### [RECORDS FOR PROCESSING]
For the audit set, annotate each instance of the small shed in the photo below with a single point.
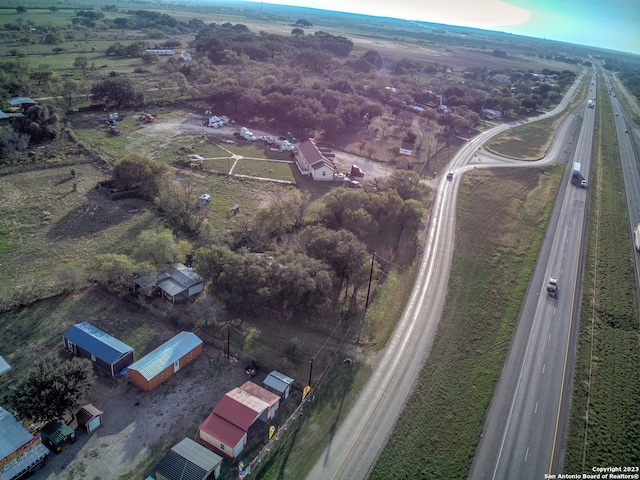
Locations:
(279, 383)
(222, 436)
(160, 364)
(89, 418)
(57, 436)
(20, 452)
(24, 102)
(189, 460)
(270, 399)
(180, 281)
(108, 354)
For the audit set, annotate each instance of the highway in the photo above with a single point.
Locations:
(359, 439)
(526, 423)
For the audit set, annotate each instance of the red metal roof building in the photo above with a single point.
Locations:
(225, 430)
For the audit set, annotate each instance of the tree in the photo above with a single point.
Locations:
(82, 63)
(139, 171)
(119, 90)
(341, 249)
(41, 122)
(51, 387)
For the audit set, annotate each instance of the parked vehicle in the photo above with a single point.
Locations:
(247, 134)
(356, 171)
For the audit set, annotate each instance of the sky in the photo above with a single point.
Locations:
(611, 24)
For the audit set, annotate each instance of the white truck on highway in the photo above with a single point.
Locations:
(636, 236)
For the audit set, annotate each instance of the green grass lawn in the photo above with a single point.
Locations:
(264, 169)
(29, 332)
(443, 419)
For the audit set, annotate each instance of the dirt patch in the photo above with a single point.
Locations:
(140, 426)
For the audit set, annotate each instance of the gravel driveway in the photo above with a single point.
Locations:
(139, 424)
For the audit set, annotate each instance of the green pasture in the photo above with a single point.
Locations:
(443, 419)
(28, 332)
(264, 169)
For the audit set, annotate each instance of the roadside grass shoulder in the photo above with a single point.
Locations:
(498, 236)
(604, 423)
(531, 141)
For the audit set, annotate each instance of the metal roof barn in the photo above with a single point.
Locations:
(279, 382)
(189, 460)
(158, 365)
(20, 452)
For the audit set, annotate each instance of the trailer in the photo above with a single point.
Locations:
(247, 134)
(576, 176)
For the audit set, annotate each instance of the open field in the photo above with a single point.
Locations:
(531, 141)
(604, 424)
(498, 236)
(53, 224)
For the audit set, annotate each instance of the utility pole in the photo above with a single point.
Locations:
(228, 339)
(373, 257)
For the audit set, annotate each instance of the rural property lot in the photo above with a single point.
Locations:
(139, 425)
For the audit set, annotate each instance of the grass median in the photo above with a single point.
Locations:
(498, 236)
(604, 424)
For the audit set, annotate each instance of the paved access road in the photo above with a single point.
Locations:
(357, 442)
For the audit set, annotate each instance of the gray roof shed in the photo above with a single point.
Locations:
(99, 343)
(14, 437)
(189, 460)
(166, 354)
(279, 382)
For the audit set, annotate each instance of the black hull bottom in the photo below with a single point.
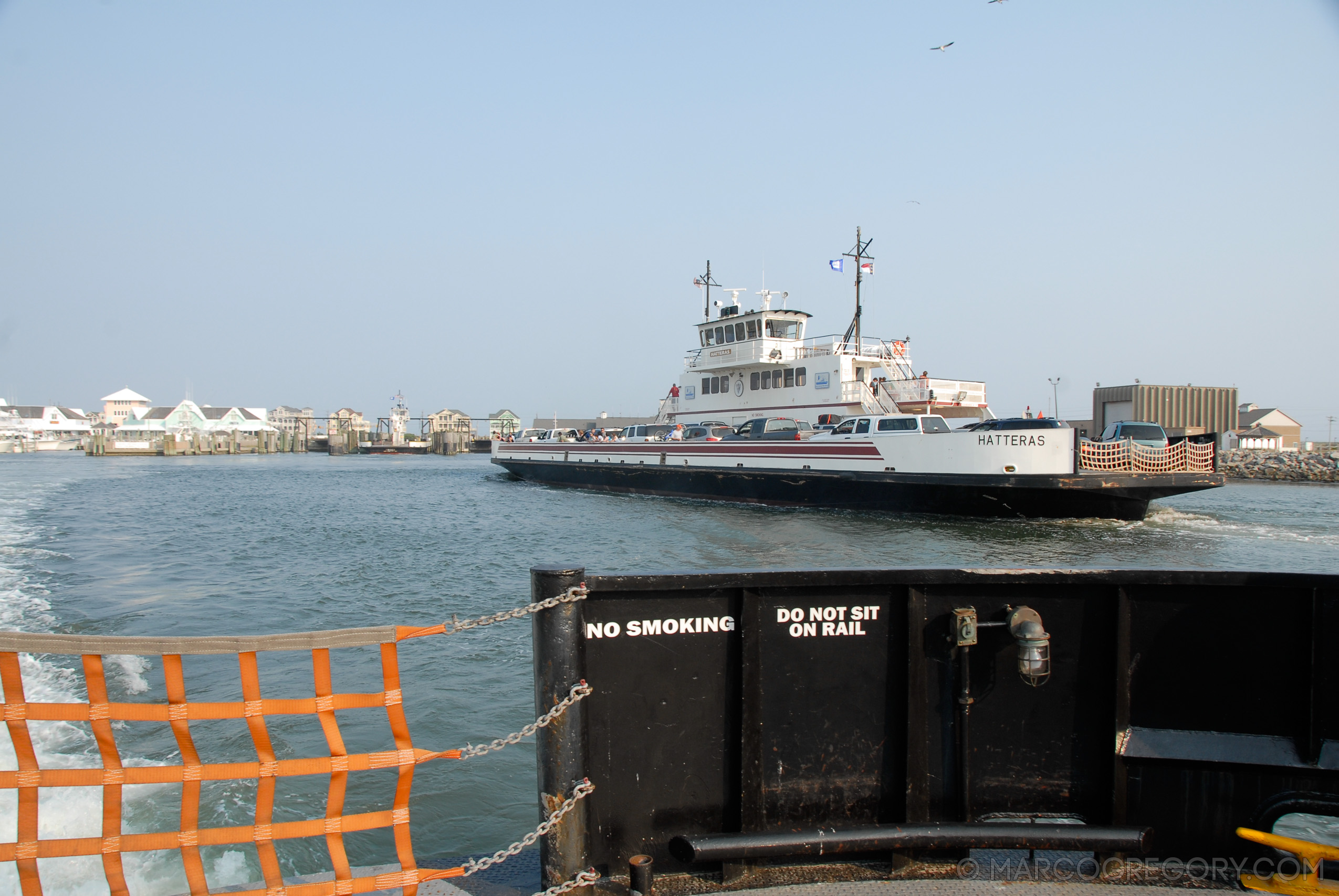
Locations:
(1108, 496)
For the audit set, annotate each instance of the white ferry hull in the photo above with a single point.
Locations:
(916, 475)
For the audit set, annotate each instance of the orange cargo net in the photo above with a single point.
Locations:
(1132, 457)
(179, 713)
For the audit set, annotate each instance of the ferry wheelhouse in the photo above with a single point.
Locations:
(762, 363)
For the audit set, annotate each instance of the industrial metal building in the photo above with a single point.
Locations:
(1181, 410)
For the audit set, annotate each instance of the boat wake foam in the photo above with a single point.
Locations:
(76, 812)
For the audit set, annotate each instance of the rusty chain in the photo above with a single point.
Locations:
(583, 879)
(579, 793)
(578, 593)
(578, 694)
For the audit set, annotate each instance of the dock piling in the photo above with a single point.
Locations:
(559, 665)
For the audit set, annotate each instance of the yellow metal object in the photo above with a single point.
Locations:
(1307, 880)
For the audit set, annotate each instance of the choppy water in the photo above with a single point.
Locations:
(294, 543)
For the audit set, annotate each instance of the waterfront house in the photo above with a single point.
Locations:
(49, 421)
(188, 418)
(449, 421)
(346, 419)
(120, 405)
(503, 424)
(1287, 430)
(1255, 437)
(299, 423)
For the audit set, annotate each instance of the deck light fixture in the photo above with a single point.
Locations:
(1034, 646)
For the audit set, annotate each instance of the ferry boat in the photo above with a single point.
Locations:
(896, 449)
(398, 441)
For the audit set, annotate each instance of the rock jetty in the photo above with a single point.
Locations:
(1283, 467)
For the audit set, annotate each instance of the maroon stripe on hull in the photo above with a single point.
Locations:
(772, 449)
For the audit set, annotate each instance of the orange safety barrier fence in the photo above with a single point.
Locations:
(255, 709)
(1132, 457)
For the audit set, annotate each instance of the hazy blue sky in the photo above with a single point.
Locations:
(504, 205)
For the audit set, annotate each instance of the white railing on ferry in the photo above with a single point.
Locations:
(853, 393)
(784, 351)
(947, 392)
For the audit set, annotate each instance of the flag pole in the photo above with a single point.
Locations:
(859, 255)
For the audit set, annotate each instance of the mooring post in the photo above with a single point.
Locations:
(559, 665)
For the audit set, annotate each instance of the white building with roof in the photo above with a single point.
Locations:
(120, 405)
(49, 421)
(188, 418)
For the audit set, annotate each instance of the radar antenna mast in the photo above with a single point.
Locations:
(859, 255)
(705, 280)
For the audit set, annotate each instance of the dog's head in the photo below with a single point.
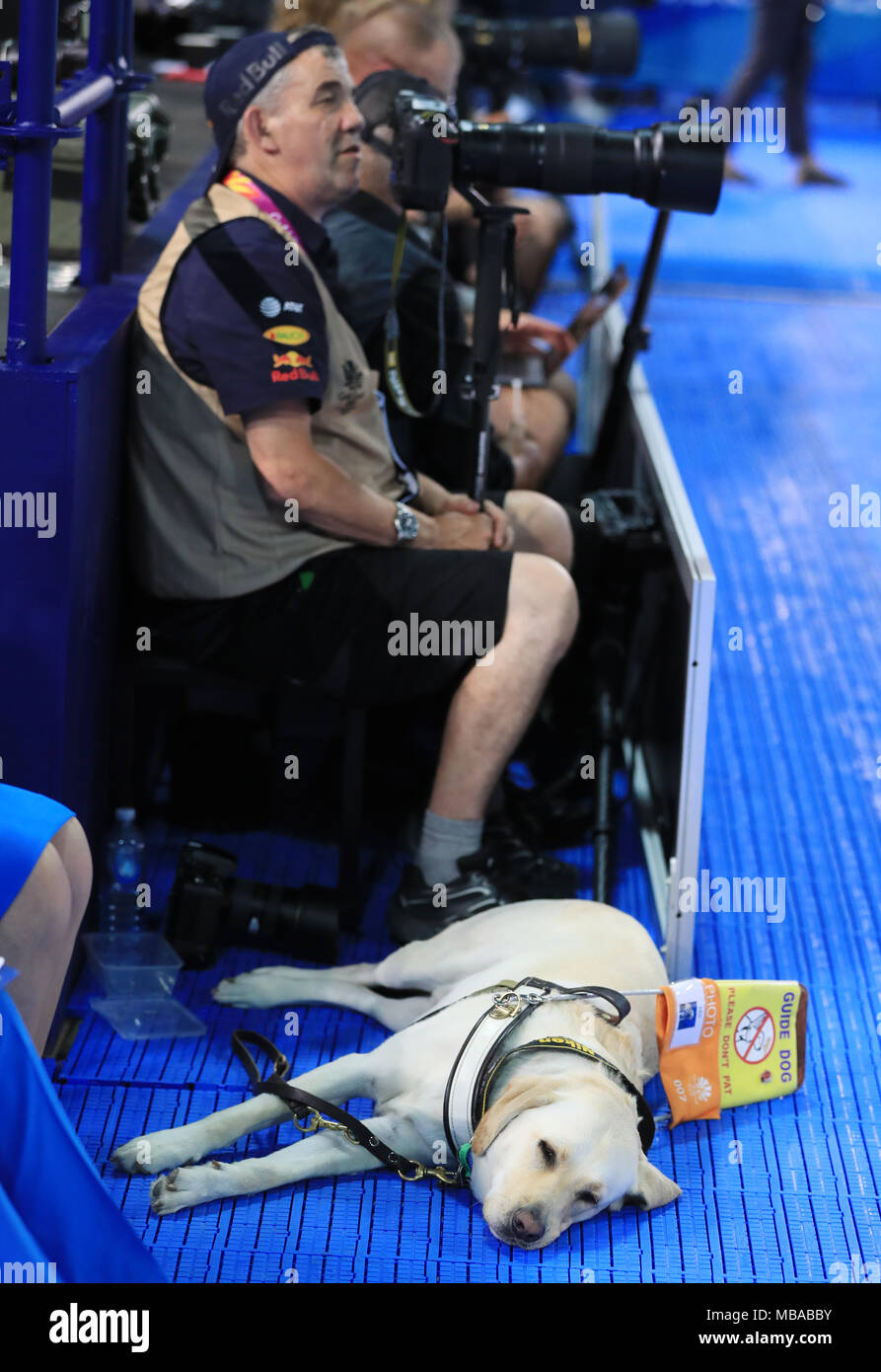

### [PROBLEM DETAILS]
Rewrite every line of the records above as a JSON list of strings, one string per line, skipping blank lines. Leave out the picture lines.

### [TASK RESULT]
[
  "For the audit set, annotate each instance of the small shed in the photo below with a single point.",
  "Locations:",
  "(279, 383)",
  "(222, 436)",
  "(160, 364)",
  "(89, 418)",
  "(57, 436)",
  "(20, 452)",
  "(24, 102)",
  "(189, 460)",
  "(270, 399)",
  "(180, 281)",
  "(108, 354)",
  "For the audit set, annotate each instance of the highway in the photo above with a single point.",
  "Locations:",
  "(359, 439)",
  "(526, 423)",
  "For the audit set, annotate each instance of the red metal roof building in the photo above with a single point.",
  "Locations:",
  "(225, 430)",
  "For the audit set, annotate each instance of the tree in the photo above with a single point.",
  "Locations:",
  "(82, 63)",
  "(139, 171)",
  "(119, 90)",
  "(341, 249)",
  "(41, 122)",
  "(51, 387)",
  "For the audit set, annotate each instance of the parked vehicle in the photo above with a single point.",
  "Locations:",
  "(247, 134)",
  "(356, 171)",
  "For the audit set, annotate each instance of the sky in the photo above with a single point.",
  "Locations:",
  "(611, 24)",
  "For the audit set, annotate each instance of the white truck on highway in the photo above with a single point.",
  "Locations:",
  "(636, 236)",
  "For the audit set, annotate each instance of the green grass lawn in the photo above with a single point.",
  "Locations:",
  "(264, 169)",
  "(29, 332)",
  "(443, 419)",
  "For the audit set, annotate each instance of the dirt patch in the photo above with a single point.",
  "Locations:",
  "(140, 426)",
  "For the audit set, annotate each instance of the gravel driveway in the photo above with a single point.",
  "Locations:",
  "(139, 424)",
  "For the audit set, annotate each instance of the green pasture in the photo above with a single point.",
  "Locations:",
  "(443, 419)",
  "(28, 332)",
  "(264, 169)",
  "For the audit set, annotate each instance of the roadside grass shoulder in the photo above with a single point.",
  "Locations:",
  "(498, 236)",
  "(604, 423)",
  "(531, 141)",
  "For the audit set, annotate each instance of the metal roof barn in the photo above with a single point.",
  "Locations:",
  "(279, 382)",
  "(189, 460)",
  "(158, 365)",
  "(20, 452)",
  "For the audit set, annotate each instance of the trailer in the photo above with a single point.",
  "Locations:",
  "(247, 134)",
  "(576, 176)",
  "For the audit set, annotate each instance of the open field in the photo above with a single point.",
  "Locations:",
  "(531, 141)",
  "(604, 424)",
  "(498, 236)",
  "(53, 224)",
  "For the audit set, annotate each instance of the utility pole in the photo above with a single point.",
  "Locations:",
  "(228, 339)",
  "(373, 257)",
  "For the audit set, annotate each instance of the rural property lot in the photo above with a single point.",
  "Locations:",
  "(139, 425)",
  "For the audit set, annotate each instance of the grass median in the photo above with a single point.",
  "Locations:",
  "(498, 236)",
  "(604, 424)",
  "For the audit set, annotate each instance of the paved access road in the photo above with a single point.",
  "Locations:",
  "(357, 442)",
  "For the audit set, annotate each instance of the gray roof shed in the photo above with a single point.",
  "Locations:",
  "(99, 343)",
  "(14, 437)",
  "(189, 460)",
  "(166, 354)",
  "(279, 382)",
  "For the audit set, annotate each instance of the black hull bottom in the photo below with a single point.",
  "Locations:",
  "(1108, 496)",
  "For the audit set, annotate each instance of the white ferry hull in the photo above with a single point.",
  "Locations:",
  "(916, 475)",
  "For the audit set, annotate each instance of the orange cargo net in the photo above with a single point.",
  "Locations:",
  "(1132, 457)",
  "(179, 713)",
  "For the audit set, annotate each instance of the ferry wheelhouse in the photo above with a single point.",
  "Locations:",
  "(762, 363)",
  "For the audit set, annotate each instance of the industrial metal building in the photo above with a single point.",
  "Locations:",
  "(1181, 410)",
  "For the audit set, annotate each instance of the boat wake foam in the photo above with a single point.",
  "Locations:",
  "(76, 812)",
  "For the audit set, annotate each instance of the rusty chain in the photo above with a single point.",
  "Locations:",
  "(583, 879)",
  "(579, 793)",
  "(578, 593)",
  "(578, 694)",
  "For the audit set, annotate each instance of the dock piling in the photo above with a single point.",
  "Locations:",
  "(559, 665)",
  "For the audit set, annotate each instance of the yellow metal object in the photo above with a single point.",
  "Locations:",
  "(1307, 880)",
  "For the audit set, annotate each instance of the choppy water in the photo above with a single point.",
  "Locations:",
  "(294, 543)",
  "For the audit set, annotate each instance of the waterfront house in the photo above with a single point.",
  "Locations:",
  "(49, 421)",
  "(188, 418)",
  "(449, 421)",
  "(346, 419)",
  "(120, 405)",
  "(503, 424)",
  "(1287, 430)",
  "(1255, 437)",
  "(299, 423)",
  "For the audit set, annotate each instance of the deck light fixture in the photo above with a single point.",
  "Locations:",
  "(1034, 646)",
  "For the audit set, annotate each instance of the ferry boat in the photo above with a single point.",
  "Locations:",
  "(896, 449)",
  "(398, 441)",
  "For the audit set, annotate each instance of the rock jetty in the photo above with a single point.",
  "Locations:",
  "(1283, 467)",
  "For the audit set, annotate each instance of the maroon stripe on hull in the photo above with a single point.",
  "Locations:",
  "(772, 449)",
  "For the audit set, annotate each instance of the orange safety barrier fence in the photo above with a single point.",
  "Locations:",
  "(255, 709)",
  "(1132, 457)",
  "For the audit set, annotate each instance of the hazy blue sky in the photo above with a single point.",
  "Locations:",
  "(504, 205)",
  "For the audit set, annotate each instance of the white railing on ferry in the photo above with a single point.",
  "Locations:",
  "(853, 393)",
  "(784, 351)",
  "(947, 392)",
  "For the audit set, annotate each instance of the flag pole in the photo above with a single point.",
  "Locations:",
  "(859, 255)",
  "For the audit set, annotate each instance of the mooring post in the photo above with a single point.",
  "Locations:",
  "(559, 665)",
  "For the audit set, annotate each instance of the white building with roof in the photo above with a single point.",
  "Locations:",
  "(120, 405)",
  "(49, 421)",
  "(188, 418)",
  "For the audit set, annotate each instance of the radar antenna mast in the photo above with a single point.",
  "Locations:",
  "(859, 255)",
  "(705, 280)",
  "For the audit set, annotate each instance of the dog's head in the photo below with a single point."
]